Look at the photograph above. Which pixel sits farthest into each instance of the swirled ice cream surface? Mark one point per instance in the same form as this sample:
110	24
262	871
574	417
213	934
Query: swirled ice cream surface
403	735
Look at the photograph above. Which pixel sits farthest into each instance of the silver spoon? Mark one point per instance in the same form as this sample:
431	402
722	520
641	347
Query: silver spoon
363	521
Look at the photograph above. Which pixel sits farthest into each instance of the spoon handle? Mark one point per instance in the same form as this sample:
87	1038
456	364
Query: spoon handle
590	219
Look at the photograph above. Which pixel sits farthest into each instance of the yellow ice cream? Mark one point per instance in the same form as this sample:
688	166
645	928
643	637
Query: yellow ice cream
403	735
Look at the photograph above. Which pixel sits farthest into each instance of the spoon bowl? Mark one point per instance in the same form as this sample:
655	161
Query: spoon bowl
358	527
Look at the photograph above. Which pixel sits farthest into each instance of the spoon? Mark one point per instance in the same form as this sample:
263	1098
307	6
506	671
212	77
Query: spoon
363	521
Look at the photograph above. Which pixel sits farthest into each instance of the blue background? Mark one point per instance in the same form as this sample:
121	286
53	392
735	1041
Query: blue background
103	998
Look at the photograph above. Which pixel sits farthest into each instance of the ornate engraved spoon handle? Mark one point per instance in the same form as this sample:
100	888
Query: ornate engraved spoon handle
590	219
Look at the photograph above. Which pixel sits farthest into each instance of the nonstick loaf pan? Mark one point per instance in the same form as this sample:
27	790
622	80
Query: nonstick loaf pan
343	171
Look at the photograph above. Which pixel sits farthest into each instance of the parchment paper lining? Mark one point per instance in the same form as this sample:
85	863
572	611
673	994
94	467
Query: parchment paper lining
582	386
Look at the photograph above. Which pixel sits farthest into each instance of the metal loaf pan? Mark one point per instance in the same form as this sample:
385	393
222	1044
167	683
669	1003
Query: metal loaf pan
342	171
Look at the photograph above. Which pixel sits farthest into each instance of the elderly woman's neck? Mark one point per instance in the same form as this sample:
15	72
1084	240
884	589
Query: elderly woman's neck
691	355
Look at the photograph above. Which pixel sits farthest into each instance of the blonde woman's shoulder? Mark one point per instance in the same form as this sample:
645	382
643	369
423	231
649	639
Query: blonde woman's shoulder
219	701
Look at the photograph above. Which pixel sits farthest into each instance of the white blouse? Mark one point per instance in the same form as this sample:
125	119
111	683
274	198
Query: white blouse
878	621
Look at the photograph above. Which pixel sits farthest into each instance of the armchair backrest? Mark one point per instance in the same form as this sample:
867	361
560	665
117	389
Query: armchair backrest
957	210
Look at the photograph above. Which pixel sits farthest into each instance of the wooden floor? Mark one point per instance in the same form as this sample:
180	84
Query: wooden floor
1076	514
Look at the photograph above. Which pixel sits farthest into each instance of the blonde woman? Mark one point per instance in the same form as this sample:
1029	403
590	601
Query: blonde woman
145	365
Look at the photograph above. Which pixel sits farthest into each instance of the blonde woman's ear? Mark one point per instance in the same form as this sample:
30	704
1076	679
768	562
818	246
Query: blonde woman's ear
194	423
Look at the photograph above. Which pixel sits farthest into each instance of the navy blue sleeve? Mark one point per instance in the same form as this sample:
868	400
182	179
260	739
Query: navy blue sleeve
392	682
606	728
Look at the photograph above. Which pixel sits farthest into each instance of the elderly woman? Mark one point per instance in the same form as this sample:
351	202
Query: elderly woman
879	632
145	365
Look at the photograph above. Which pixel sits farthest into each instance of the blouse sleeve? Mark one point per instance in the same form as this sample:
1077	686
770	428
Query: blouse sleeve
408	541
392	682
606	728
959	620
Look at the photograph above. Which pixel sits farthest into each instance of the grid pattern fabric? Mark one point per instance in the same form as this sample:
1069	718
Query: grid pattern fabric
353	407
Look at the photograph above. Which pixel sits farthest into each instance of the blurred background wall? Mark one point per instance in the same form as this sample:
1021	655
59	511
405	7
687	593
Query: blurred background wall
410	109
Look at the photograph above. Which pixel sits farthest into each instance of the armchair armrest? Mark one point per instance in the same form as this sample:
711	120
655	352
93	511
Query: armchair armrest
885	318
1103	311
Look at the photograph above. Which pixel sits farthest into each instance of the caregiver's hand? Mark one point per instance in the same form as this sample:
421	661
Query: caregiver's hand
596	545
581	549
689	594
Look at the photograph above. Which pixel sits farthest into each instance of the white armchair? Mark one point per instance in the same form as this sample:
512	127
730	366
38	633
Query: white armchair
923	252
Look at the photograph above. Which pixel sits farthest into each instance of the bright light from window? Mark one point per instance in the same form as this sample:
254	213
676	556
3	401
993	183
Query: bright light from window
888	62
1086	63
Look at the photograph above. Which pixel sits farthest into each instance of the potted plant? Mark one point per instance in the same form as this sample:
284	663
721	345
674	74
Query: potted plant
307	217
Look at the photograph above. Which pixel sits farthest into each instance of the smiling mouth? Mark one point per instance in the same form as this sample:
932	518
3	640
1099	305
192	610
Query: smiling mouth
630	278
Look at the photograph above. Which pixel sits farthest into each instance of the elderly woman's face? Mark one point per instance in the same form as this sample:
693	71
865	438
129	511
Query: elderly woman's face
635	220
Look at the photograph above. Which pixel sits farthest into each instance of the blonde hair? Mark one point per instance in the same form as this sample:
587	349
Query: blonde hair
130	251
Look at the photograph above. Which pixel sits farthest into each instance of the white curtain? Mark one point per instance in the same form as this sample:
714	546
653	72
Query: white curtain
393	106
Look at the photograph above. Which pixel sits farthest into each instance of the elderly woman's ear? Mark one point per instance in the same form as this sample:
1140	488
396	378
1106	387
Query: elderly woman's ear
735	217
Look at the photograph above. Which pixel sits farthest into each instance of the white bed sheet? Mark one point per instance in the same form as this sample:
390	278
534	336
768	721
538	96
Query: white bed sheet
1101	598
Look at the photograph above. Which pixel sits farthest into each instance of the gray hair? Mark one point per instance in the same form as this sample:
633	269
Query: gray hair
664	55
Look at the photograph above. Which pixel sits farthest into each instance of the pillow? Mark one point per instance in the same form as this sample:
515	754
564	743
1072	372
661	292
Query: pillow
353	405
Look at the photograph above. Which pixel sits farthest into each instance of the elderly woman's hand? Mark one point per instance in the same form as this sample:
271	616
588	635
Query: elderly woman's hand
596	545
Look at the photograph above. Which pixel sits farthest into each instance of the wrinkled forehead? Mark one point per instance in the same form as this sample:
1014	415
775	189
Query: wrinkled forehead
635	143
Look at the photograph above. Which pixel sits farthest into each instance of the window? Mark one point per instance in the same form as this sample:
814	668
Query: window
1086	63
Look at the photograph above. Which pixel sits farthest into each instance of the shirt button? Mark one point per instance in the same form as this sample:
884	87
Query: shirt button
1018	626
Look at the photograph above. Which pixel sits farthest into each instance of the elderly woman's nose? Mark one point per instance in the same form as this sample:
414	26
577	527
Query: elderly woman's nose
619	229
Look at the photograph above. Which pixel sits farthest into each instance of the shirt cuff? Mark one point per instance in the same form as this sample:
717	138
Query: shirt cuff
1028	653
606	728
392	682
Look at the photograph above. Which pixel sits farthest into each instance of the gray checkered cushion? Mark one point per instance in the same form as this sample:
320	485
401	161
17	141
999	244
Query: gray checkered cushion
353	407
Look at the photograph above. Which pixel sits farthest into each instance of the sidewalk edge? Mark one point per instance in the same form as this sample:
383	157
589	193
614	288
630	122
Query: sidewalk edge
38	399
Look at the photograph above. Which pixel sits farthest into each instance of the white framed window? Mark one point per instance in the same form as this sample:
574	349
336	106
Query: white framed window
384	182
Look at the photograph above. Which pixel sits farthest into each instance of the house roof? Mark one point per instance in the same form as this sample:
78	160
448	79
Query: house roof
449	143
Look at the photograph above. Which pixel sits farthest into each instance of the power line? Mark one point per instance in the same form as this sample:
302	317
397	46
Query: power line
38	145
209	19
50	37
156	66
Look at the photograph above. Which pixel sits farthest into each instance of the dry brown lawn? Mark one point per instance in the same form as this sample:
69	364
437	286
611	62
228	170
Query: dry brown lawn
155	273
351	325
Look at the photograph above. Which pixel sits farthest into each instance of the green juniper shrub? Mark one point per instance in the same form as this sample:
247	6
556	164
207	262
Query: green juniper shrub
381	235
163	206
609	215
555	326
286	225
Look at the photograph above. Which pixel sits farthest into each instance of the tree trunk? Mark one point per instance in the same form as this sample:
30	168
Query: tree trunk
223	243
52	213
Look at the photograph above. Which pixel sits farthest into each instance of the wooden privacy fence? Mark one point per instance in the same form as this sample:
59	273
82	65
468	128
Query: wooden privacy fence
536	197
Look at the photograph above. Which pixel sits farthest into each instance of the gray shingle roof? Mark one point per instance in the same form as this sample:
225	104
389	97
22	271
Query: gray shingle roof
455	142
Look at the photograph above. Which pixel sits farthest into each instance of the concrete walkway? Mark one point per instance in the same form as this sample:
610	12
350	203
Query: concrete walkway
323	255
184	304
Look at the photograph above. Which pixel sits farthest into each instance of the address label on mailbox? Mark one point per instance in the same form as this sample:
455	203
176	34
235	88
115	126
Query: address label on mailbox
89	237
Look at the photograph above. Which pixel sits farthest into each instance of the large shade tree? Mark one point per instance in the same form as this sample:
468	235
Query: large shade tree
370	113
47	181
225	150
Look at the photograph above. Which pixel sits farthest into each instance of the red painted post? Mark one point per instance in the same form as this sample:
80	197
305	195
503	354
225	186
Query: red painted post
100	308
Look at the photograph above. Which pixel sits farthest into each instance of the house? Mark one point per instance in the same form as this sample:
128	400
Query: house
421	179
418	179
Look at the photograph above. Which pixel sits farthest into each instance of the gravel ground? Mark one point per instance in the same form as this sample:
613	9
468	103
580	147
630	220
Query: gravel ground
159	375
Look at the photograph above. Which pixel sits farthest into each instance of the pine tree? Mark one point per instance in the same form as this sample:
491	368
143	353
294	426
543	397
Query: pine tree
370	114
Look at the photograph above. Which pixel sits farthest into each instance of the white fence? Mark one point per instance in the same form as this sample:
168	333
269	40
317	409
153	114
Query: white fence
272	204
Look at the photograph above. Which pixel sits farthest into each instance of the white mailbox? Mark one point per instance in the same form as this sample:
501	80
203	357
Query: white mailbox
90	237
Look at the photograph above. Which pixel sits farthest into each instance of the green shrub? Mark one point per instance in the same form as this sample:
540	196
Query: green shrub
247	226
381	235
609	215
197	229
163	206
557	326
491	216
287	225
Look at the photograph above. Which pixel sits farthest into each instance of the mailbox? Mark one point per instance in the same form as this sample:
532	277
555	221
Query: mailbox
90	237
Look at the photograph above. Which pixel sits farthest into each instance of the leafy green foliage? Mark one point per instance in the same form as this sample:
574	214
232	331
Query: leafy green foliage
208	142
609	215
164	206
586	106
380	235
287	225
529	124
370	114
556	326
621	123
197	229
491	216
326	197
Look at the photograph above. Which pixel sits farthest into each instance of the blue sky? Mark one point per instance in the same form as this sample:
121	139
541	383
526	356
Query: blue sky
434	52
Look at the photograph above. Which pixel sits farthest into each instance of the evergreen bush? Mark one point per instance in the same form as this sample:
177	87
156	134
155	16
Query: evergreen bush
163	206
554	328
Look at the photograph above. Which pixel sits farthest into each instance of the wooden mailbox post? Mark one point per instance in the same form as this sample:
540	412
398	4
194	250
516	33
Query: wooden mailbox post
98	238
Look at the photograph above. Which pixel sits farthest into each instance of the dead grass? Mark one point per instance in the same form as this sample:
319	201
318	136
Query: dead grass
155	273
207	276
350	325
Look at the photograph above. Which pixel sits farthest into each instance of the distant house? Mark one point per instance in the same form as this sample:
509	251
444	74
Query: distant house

(Problem):
Would you copy all lines in the records where the string "distant" appears?

(Task answer):
Look at the photograph above. Which pixel sits farthest into each instance of the distant house? Mark one point per instance in the same form as this sample:
Query: distant house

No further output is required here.